Excerpted text -
Growth May Not Be Enough

This year the budget deficit will be $1.6 trillion. Total spending will be $3.8 trillion. For every dollar we spend as a country we will have to borrow 42 cents. This level of debit accumulation does no seem prudent or sustainable.

A budget deficit is the consequence of the difference between the amount of spending and the revenues generated. A plot of revenues and spending over time, shown below may be revealing. The red curve represents spending, and the blue curve represents revenues. Since 1980, the spending has been generally higher than revenues. Fortunately, at the end of the 1990’s there was a surplus. During the period of the surplus, spending increases moderated, but not much. The increase in revenues caused by increased growth bringing in increasing revenue largely accounte fro the surplus.

The recession in the early 2000s reduced revenues, and spending did not abate, so we had widening budge gap. However economic growth kicked in an we approached a balanced budget. For all intents and purposes we were in near balance. It is hard to believe that the budget deficit was only $160 billion in 2007, less than the budget deficit accumulated this month alone.

A combination of high gas prices and an over-leveraged mortgage market caused a large decrease in GDP with a loss of revenue. The government decided to increase spending to stimulate economic growth, but growth has been anemic, with only very modest increase in federal revenues. Spending rolls on and the deficit balloons.



If we had revenues equivalent to what we had in 2007, this years deficit would be $1.2 trillion. If we maintain the same revenues as 2007, and same rate of increase in spending from the previous few years, the current budget deficit would be $500 billion, very large, but a third of the current deficit. Therefore, spending increases more than revenues shortfalls have been the primary cause of the current deficit.

It is clear from the graph, that spending has risen too quickly and revenues have not. It would seem that the wisest course at this point to reduce the rate of spending increase. However, even if we had no increase in spending for the next few years, we would require very high levels of economic growth to narrow deficit to more historic levels.

Dataset content -

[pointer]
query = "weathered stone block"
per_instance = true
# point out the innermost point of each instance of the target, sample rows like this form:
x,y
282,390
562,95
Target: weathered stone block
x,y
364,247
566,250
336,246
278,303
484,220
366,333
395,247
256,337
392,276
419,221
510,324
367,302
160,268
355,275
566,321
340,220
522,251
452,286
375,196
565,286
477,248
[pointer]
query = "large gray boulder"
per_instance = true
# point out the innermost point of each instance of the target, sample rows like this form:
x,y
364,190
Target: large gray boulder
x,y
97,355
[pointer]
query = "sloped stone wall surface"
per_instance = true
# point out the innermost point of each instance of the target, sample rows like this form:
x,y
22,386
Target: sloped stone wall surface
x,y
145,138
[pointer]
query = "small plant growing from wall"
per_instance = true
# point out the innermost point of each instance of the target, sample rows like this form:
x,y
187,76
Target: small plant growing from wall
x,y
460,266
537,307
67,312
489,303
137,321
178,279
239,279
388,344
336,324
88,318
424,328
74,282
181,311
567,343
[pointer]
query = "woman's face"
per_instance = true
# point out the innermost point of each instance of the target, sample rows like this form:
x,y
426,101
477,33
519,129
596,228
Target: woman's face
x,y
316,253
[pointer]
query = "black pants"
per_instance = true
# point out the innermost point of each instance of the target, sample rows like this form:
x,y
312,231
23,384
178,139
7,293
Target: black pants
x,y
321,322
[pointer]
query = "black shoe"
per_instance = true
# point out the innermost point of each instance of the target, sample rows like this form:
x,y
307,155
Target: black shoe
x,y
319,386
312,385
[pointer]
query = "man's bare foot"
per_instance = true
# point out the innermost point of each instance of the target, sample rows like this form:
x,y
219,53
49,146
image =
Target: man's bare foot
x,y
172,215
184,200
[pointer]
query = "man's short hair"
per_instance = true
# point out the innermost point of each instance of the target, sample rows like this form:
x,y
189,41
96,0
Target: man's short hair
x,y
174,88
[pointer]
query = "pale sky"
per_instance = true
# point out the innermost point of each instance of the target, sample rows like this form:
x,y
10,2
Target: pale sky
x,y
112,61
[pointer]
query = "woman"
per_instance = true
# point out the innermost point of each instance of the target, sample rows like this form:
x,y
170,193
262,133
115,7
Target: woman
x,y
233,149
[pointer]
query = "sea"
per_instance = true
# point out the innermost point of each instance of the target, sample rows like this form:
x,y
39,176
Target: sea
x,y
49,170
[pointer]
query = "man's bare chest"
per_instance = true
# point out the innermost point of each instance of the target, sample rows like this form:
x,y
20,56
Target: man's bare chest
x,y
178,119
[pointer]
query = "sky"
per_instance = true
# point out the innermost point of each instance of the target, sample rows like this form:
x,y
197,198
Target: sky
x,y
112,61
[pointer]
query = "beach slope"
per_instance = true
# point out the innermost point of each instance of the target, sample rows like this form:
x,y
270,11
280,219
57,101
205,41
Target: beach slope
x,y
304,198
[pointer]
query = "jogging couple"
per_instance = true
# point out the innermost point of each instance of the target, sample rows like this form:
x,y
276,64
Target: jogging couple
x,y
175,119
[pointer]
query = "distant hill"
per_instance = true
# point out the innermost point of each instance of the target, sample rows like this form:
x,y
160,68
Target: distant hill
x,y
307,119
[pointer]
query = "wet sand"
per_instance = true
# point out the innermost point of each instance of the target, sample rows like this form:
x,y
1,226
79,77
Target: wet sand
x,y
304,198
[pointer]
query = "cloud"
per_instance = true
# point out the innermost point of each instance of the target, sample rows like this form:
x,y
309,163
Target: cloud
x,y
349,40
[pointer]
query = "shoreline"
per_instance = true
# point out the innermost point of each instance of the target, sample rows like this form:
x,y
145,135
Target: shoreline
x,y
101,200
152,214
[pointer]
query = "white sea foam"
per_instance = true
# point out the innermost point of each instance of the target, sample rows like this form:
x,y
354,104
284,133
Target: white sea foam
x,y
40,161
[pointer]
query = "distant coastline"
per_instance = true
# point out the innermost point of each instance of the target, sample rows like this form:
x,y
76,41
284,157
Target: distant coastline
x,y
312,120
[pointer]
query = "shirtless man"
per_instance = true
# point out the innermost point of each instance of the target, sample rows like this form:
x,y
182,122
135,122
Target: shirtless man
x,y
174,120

Task details - Set down the passage of the budget deficit text between "The recession in" and "this month alone.", inclusive.

Written solution -
The recession in the early 2000s reduced revenues, and spending did not abate, so we had widening budge gap. However economic growth kicked in an we approached a balanced budget. For all intents and purposes we were in near balance. It is hard to believe that the budget deficit was only $160 billion in 2007, less than the budget deficit accumulated this month alone.